WORK TO BE COMPLETED
Where a line of the records contains the word "base", show that line.

*** THE DATA Section Begins ***

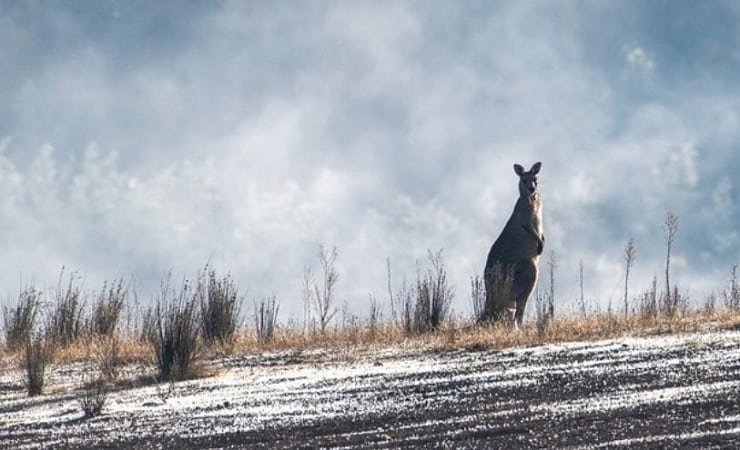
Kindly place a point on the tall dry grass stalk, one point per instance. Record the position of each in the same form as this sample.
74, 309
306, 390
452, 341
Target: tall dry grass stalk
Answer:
20, 321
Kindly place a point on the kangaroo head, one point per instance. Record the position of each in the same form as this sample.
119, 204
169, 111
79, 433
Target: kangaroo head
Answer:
527, 180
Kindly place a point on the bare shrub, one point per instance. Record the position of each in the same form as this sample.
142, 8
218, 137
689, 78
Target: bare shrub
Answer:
498, 292
93, 398
66, 319
19, 321
107, 308
37, 355
731, 294
172, 330
220, 306
432, 298
546, 305
478, 297
670, 228
629, 259
581, 300
648, 303
265, 318
321, 298
109, 357
373, 318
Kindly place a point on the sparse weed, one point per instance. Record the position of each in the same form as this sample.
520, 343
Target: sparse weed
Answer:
66, 320
19, 321
93, 398
265, 319
174, 333
220, 306
37, 355
107, 309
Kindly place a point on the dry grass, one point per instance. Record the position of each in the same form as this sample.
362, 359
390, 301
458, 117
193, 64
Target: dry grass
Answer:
453, 335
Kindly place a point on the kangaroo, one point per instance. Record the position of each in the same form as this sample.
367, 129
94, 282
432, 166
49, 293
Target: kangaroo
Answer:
511, 268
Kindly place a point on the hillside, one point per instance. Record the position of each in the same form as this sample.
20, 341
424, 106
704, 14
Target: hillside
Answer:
668, 391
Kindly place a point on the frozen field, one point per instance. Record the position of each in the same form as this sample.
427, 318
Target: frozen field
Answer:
672, 391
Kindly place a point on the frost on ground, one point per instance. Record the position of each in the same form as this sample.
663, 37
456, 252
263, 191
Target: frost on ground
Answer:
672, 391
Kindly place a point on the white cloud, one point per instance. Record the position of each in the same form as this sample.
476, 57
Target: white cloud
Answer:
254, 133
638, 60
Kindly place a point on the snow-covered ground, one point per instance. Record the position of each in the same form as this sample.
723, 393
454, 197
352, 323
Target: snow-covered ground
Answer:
681, 390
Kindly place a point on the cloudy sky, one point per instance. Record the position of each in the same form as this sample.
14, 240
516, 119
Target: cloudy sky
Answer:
142, 137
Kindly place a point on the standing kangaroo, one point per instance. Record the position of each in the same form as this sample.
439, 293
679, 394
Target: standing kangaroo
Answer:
511, 268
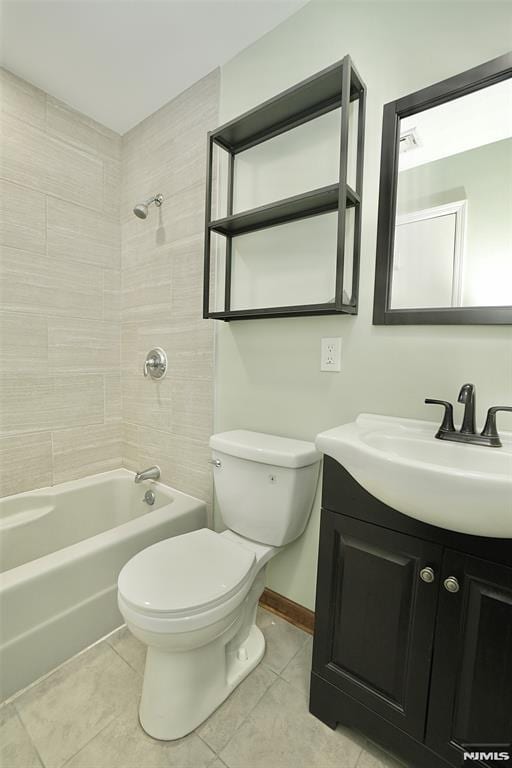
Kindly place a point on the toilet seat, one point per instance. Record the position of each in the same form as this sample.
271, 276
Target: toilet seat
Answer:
185, 582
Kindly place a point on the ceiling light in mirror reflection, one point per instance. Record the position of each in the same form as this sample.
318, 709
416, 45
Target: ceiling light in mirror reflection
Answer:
470, 121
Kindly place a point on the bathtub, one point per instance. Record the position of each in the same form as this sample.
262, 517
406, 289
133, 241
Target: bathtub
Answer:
61, 550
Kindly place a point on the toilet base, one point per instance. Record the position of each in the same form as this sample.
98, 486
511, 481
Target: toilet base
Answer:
181, 690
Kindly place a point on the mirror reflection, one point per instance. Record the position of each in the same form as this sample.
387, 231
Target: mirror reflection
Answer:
453, 227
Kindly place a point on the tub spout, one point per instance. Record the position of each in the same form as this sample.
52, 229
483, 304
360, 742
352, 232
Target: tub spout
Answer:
152, 473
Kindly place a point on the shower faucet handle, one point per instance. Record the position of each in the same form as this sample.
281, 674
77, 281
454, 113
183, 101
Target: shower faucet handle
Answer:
155, 364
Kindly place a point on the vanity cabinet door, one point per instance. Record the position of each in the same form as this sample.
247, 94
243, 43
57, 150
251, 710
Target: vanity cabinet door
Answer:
375, 617
471, 693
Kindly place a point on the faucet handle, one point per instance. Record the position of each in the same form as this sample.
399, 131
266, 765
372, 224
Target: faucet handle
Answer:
490, 430
447, 424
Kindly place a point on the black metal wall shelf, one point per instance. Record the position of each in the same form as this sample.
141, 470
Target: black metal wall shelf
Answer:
334, 87
311, 203
311, 98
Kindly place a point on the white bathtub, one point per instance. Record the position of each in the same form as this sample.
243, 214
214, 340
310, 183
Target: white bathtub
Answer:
61, 550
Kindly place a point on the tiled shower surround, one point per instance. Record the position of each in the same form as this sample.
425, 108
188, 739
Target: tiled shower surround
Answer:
86, 289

*** THE DATA Section Ends ***

WRITTEN RESPONSE
Kindly place a point on the toilet base, one point per instance. Record the position of each in the same form as this sample.
Target: toilet base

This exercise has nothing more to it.